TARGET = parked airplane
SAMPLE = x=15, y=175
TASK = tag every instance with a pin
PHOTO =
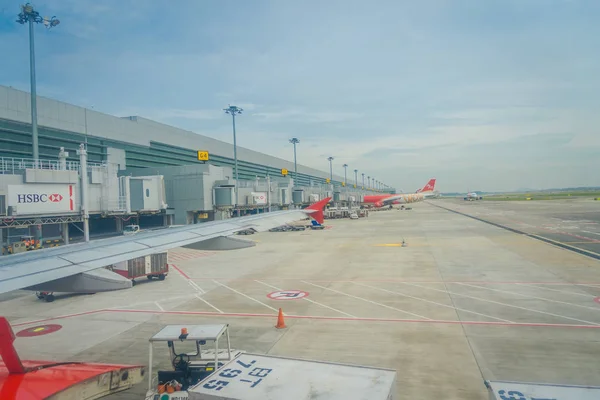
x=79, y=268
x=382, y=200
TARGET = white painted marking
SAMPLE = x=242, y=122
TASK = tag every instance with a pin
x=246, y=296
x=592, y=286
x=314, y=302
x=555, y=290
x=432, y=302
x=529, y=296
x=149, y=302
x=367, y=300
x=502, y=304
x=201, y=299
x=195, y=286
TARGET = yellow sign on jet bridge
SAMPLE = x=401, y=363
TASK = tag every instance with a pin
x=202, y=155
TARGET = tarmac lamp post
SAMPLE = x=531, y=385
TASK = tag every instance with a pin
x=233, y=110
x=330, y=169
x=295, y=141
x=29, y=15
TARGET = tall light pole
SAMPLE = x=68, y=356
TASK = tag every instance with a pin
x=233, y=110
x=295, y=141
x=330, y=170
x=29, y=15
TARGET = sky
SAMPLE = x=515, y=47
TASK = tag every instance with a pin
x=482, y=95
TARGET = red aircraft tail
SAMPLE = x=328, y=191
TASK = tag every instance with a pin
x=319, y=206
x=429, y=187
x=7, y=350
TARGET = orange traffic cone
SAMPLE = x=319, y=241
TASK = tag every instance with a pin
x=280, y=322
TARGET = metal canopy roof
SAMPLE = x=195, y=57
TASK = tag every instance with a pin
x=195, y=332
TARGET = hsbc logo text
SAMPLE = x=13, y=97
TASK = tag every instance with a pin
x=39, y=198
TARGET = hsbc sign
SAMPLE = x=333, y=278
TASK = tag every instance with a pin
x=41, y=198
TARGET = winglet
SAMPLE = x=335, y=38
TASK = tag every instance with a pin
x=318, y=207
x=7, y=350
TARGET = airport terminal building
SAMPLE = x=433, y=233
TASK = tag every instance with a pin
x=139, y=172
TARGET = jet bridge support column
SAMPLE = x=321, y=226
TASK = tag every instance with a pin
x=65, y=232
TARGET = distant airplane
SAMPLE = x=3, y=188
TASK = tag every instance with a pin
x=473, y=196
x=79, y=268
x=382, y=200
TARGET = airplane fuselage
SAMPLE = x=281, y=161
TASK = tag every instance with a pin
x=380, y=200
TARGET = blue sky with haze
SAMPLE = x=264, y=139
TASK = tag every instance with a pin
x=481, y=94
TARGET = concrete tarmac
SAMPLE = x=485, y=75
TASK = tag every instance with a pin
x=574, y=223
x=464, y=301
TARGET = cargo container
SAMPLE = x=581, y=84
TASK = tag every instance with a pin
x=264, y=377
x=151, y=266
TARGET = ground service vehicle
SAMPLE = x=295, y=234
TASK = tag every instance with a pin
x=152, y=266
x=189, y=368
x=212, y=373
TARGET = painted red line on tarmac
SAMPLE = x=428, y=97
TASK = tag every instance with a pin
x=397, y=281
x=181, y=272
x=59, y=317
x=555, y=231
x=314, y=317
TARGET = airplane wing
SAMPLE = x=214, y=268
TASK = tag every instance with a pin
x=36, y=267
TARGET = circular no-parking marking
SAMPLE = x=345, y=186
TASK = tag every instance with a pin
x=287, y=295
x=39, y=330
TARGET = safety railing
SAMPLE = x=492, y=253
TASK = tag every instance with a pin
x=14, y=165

┄┄┄┄┄┄

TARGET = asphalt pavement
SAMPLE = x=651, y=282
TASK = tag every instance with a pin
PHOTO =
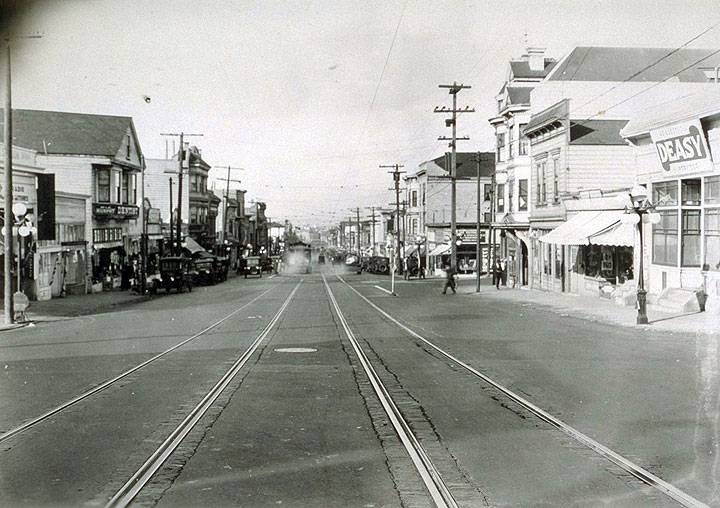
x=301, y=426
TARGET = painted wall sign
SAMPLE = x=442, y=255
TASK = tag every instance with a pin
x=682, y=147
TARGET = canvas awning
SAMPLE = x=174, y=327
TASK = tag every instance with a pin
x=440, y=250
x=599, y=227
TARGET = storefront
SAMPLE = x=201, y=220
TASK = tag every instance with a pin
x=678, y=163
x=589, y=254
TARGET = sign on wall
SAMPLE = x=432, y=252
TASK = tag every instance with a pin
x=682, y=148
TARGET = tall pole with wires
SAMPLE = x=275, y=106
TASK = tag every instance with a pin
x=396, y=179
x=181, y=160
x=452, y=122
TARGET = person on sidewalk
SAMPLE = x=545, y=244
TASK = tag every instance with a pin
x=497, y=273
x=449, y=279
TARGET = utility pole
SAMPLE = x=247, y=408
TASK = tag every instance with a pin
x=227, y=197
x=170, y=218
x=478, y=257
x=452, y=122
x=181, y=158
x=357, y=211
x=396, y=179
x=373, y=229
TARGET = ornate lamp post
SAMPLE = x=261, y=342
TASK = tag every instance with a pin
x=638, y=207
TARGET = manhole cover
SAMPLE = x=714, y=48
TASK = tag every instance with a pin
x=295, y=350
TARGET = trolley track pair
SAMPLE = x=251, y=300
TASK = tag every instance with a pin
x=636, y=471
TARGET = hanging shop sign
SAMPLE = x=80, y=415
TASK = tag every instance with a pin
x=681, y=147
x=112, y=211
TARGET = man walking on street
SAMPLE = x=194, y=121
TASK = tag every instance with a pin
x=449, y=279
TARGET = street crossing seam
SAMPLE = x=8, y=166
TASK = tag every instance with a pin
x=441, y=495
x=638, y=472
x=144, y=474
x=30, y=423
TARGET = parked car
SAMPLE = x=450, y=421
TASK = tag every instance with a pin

┄┄┄┄┄┄

### Task requirements
The answer must consist of every line from the entries that holds the string "tall".

### Written answer
TARGET = tall light pole
TARGET = tall pole with wires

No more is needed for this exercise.